**Stated task:**
Find "Q: Point to every instance of the stool" in the records that follow; print that line and each subsequent line through the last one, verbatim and with nothing added.

>> begin Provided records

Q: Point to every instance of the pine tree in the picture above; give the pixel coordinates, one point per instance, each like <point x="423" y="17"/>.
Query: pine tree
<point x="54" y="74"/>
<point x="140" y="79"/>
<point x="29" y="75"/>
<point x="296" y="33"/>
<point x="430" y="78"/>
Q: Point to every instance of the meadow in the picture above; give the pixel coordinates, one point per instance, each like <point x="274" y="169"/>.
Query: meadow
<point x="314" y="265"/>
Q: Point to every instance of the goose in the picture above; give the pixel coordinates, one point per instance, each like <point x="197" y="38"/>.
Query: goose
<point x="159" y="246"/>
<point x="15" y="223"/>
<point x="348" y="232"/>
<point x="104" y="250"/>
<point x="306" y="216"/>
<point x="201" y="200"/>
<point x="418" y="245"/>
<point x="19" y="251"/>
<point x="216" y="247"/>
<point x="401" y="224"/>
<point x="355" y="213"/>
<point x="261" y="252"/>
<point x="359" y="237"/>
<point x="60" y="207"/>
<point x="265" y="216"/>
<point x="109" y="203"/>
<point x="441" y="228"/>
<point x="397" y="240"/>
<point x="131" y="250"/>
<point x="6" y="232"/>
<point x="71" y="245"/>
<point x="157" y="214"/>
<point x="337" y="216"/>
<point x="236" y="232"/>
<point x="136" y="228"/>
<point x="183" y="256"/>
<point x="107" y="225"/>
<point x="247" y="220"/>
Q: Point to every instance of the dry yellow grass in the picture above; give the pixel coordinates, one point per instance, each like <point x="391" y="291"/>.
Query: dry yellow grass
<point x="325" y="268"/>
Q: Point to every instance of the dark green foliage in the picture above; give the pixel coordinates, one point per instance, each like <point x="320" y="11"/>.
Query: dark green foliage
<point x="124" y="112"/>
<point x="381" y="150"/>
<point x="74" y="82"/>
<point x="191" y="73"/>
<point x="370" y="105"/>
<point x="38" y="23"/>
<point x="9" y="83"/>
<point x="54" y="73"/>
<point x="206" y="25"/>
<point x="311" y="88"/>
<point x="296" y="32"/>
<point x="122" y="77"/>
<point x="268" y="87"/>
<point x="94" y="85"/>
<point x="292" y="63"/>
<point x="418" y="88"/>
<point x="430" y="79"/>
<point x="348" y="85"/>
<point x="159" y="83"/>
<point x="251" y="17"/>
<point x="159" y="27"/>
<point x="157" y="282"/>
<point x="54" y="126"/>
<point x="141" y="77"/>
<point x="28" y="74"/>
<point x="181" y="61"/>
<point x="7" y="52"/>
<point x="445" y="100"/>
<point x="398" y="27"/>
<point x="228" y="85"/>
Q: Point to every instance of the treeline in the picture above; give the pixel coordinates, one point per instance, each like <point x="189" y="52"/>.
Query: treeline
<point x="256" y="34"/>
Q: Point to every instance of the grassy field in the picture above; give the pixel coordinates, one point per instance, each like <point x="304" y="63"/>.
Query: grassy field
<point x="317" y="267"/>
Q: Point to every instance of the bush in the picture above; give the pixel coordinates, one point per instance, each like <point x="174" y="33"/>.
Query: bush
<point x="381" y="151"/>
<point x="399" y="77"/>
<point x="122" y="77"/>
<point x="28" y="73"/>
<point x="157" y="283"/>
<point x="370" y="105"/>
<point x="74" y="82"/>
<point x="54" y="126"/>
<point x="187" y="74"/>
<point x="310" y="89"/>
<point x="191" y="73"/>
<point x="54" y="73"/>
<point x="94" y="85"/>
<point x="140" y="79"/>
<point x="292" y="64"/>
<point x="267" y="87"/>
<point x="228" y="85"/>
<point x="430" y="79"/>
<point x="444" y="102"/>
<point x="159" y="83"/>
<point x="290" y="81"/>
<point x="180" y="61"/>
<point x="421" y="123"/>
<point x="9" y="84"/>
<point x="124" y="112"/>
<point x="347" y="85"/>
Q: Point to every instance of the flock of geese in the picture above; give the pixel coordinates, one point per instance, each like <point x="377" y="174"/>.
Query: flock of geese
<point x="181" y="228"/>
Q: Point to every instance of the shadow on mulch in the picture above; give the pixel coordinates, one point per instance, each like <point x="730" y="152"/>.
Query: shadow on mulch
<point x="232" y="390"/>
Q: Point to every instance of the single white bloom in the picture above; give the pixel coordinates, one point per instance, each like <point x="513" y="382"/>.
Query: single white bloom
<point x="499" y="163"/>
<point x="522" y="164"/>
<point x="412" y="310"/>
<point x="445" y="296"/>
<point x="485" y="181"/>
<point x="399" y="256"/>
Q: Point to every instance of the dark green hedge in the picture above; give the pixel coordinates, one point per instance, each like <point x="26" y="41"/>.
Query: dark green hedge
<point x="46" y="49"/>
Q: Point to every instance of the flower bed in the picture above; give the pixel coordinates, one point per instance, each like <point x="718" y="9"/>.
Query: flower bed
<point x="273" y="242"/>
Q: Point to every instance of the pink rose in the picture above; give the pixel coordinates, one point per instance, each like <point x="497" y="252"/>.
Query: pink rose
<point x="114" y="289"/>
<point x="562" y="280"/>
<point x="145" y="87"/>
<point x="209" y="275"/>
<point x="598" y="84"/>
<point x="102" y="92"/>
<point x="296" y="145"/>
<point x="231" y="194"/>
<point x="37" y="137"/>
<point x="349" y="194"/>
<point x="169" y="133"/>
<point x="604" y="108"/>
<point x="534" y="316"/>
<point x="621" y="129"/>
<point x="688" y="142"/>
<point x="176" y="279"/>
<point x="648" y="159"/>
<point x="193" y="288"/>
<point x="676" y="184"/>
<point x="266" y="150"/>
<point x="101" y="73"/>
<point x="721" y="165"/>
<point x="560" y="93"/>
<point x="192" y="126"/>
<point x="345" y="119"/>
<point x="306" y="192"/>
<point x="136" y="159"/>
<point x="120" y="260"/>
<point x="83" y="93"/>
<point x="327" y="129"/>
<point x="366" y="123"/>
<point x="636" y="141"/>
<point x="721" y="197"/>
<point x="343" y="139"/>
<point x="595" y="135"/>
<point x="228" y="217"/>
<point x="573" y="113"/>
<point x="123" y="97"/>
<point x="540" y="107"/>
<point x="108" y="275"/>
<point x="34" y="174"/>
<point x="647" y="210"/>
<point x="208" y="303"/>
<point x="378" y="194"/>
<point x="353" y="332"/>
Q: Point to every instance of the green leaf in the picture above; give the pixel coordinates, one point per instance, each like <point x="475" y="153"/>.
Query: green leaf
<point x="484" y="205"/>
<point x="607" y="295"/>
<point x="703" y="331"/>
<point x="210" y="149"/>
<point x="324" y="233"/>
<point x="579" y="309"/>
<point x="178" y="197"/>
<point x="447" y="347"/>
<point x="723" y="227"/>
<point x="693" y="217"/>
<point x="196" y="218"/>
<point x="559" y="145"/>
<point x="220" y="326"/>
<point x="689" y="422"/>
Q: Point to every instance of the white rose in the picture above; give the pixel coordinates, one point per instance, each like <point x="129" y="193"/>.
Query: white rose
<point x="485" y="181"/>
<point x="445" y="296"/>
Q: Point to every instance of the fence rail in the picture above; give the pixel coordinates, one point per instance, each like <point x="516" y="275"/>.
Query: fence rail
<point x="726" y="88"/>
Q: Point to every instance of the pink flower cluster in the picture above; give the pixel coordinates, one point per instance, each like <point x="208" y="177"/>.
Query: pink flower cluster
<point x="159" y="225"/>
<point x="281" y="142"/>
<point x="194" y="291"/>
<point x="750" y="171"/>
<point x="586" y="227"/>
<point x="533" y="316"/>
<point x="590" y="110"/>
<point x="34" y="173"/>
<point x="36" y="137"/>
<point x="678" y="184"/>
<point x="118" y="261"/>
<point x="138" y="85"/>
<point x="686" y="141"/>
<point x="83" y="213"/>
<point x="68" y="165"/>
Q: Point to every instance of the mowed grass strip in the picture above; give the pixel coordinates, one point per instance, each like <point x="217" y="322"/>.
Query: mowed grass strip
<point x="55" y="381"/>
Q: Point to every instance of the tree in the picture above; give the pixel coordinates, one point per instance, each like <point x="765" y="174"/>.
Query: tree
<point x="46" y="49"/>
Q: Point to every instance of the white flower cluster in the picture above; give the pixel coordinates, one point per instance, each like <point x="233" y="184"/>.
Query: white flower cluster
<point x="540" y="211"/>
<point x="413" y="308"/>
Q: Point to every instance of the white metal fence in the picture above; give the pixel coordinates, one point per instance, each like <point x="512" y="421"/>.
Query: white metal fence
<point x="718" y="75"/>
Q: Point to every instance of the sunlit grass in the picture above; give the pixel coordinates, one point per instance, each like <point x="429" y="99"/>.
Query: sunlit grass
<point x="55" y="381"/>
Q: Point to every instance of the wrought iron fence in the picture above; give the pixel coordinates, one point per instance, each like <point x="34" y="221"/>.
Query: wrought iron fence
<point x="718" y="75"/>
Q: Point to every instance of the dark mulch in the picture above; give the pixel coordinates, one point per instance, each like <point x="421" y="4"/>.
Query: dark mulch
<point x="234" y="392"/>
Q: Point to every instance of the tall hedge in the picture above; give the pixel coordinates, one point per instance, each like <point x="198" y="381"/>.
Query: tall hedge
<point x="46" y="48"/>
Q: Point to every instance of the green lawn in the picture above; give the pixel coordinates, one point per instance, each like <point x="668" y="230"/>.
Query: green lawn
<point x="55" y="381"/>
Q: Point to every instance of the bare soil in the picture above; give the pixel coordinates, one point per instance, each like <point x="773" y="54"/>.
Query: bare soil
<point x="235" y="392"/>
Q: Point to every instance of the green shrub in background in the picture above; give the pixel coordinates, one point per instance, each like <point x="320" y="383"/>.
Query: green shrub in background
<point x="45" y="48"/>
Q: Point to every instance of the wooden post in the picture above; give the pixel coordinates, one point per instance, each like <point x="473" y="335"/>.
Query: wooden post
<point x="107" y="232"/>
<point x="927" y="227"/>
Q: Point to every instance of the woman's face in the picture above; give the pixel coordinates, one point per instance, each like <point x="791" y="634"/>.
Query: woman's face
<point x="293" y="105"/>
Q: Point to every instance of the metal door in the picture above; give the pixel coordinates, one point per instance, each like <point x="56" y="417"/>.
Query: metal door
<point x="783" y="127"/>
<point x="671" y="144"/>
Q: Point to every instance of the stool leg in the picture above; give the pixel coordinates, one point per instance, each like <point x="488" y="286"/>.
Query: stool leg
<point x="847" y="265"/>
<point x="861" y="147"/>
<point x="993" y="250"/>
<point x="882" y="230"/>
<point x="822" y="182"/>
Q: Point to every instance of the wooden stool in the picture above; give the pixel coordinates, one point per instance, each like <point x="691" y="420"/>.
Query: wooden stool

>> end Provided records

**Written solution:**
Q: Point to every instance of the stool leg in the picture above; give the pixel coordinates, one point per instance, each like <point x="488" y="286"/>.
Query: stool leg
<point x="847" y="265"/>
<point x="861" y="147"/>
<point x="993" y="250"/>
<point x="882" y="230"/>
<point x="822" y="182"/>
Q: Point to every instance of the wooden stool in the picture above; give the pixel coordinates, one point per instance, each like <point x="691" y="420"/>.
Query: wooden stool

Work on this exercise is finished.